What is required> Look for the line containing "Each instance receives a single keypoint. Tag the leafy" and the line containing "Each instance receives a single keypoint. Tag the yellow" in the entries below. Copy those two and all lines between them exactly, leaving out pictures.
________________________________________
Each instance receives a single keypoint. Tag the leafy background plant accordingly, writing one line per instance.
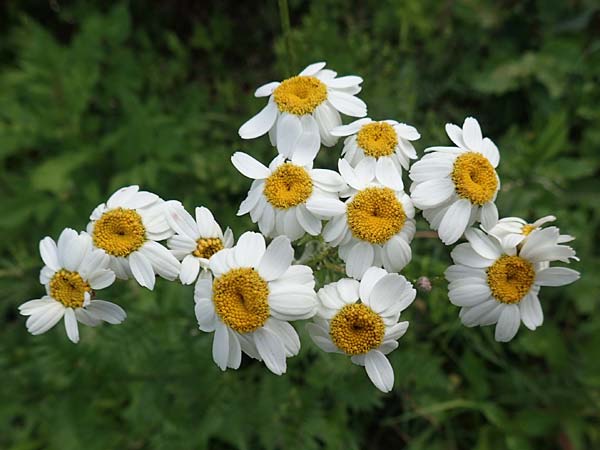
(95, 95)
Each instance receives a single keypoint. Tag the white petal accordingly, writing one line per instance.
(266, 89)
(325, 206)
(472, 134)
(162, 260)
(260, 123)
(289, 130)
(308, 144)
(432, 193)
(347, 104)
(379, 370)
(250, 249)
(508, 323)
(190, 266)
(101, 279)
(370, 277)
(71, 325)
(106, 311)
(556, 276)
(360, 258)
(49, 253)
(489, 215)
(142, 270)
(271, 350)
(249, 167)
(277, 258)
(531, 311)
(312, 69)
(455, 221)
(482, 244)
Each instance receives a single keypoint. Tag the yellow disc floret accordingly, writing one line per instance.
________________________________________
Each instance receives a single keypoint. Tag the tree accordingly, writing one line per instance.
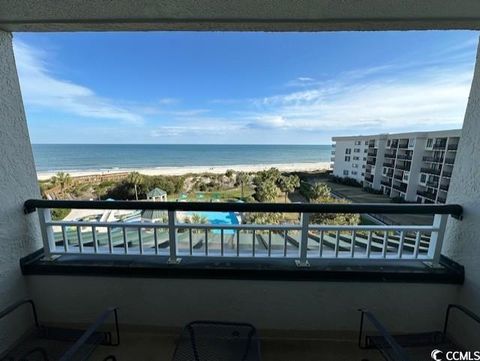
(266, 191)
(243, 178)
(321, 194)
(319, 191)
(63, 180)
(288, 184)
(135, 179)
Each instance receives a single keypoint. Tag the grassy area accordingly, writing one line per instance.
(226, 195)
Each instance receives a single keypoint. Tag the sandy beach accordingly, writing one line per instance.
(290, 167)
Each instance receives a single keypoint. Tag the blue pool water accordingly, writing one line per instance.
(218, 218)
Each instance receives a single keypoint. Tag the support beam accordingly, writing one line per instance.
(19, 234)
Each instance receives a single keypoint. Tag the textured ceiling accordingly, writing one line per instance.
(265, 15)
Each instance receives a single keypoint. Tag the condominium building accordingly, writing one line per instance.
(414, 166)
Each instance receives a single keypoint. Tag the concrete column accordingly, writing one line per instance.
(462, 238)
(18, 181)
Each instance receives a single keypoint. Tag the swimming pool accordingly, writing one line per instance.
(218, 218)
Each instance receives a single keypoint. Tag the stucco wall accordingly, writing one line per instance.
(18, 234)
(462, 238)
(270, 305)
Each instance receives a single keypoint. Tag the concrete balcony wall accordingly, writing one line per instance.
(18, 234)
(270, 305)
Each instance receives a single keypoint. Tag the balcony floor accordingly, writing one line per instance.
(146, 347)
________________________________________
Task result>
Each instance receives a single keypoint. Tag the leafy background plant accordingly, writing one line per instance.
(95, 95)
Each instance receives a single keypoint. Tag the white petal accordingly, writing one line per instance.
(266, 89)
(325, 206)
(472, 134)
(162, 260)
(260, 123)
(289, 130)
(308, 144)
(432, 193)
(347, 104)
(379, 370)
(250, 249)
(508, 323)
(190, 266)
(101, 279)
(370, 277)
(71, 325)
(106, 311)
(556, 276)
(360, 258)
(49, 253)
(489, 215)
(142, 270)
(271, 350)
(249, 167)
(277, 258)
(531, 311)
(312, 69)
(455, 221)
(482, 244)
Each instance receives a single keypoint. Tag the yellow disc floret accordingly, writing one line per instance.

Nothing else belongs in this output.